Document segment:
-------

Sunday, August 18, 2013

What I Value

Reclined in pensive mood, under the thatched (with leaves on zinc sheet) roof of the cool breezy gazebo near my quarter one afternoon, thousand and one memories of the past, in haste as if like relay race, flashed over me. Memories that transcended me beyond earth presented me boundless mirth, memories that pushed me down to murky hell inflicted me unbearable heat-cold sensation, memories that enabled me to fly like birds stuffed me with hope that I have become light like cotton and that I can touch heaven, memories that bore me unbearable pain like animals with crippled body and without limbs made me feel that my state is accursed , ecstasy from romance made me wish for eternity, heartbreaking situation sprung from loss of beloved one compelled me to pray to God not to let it happen in this life, and many more that enthralled different emotions, zoomed in and out in the lens of my mind. I baited to catch one. Several failed attempts on, ultimately, I caught one which threw my memory like shot put way back, probably 1993, when I was in class X, where one of my beloved teachers asked me ‘What do you value most in life?’
I was then a meek and timid boy. Nervousness surmounted my world. Most consider nervousness as foe without doubt and hesitation. But, I feel uncomfortable. It saved me so many times from situation where I would have to sweat profusely, where I would have been forced to set foot into the wrong territory, from situation where I would have looked awkward. Nervousness sometimes proved blessing in disguise to me, at least to me.  Even if I had the source of answers, my nervousness would have suppressed and blocked my confidence to open my mouth to utter answers. It could also be possible that I did not have concrete answers owing to the fact that my mind was in a bud stage, about to open up to bloom into beautiful flower, which might possibly give pleasure of beauty to close onlookers. If I had not answered then, one got to understand that it was not in anyway, defiance of my teacher’s order. Disobedience never cast its spell on me which made my mind insane to replicate it to my superiors. I respected and I respect teachers, both living and the ones who decided to enter into permanent retreat, never to return again, after accomplishing their missions.
However, like strong surge swells or like milk being boiled on oven, boils within me. It has reached the brink of spillage and no matter how hard I try, preventing it seems impossible. With due and no less respect than what I would have shown when I was student, I mention response to my beloved teacher’s query in the following manner:
My Guiding Star – I call the invisible and indestructible force, God, as my guiding star. I believe, it is undoubtedly, God who is guiding me through every thick and thin. He makes me see beauty through grotesque image, gives happiness through unhappiness, enables me to perceive positive picture warding off all negative forms, and He conjures my body with milk of human kindness and fills my heart with sympathy for sufferings. I am human being. Emotions or four humors like sanguine, choleric, phlegmatic and melancholy, control my body system.

-------

Provided records:
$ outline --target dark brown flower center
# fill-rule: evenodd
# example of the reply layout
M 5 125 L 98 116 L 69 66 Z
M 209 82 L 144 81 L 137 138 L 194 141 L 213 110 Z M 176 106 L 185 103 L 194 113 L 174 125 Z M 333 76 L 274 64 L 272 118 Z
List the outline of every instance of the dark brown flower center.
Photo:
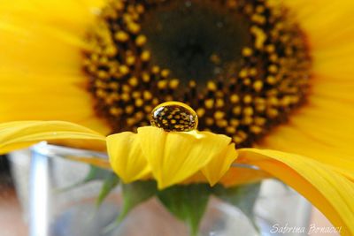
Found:
M 198 129 L 251 146 L 308 93 L 304 34 L 267 1 L 113 0 L 88 40 L 88 90 L 114 133 L 173 100 L 196 110 Z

-------

Short problem A: In the essay on what the writer values, what does the writer call God?
Short problem B: From the essay, write out the passage starting at "However, like strong" and ending at "my body system.".
The rows aren't needed for this work.

Output A: The writer calls God "my guiding star."

Output B:
However, like strong surge swells or like milk being boiled on oven, boils within me. It has reached the brink of spillage and no matter how hard I try, preventing it seems impossible. With due and no less respect than what I would have shown when I was student, I mention response to my beloved teacher’s query in the following manner:
My Guiding Star – I call the invisible and indestructible force, God, as my guiding star. I believe, it is undoubtedly, God who is guiding me through every thick and thin. He makes me see beauty through grotesque image, gives happiness through unhappiness, enables me to perceive positive picture warding off all negative forms, and He conjures my body with milk of human kindness and fills my heart with sympathy for sufferings. I am human being. Emotions or four humors like sanguine, choleric, phlegmatic and melancholy, control my body system.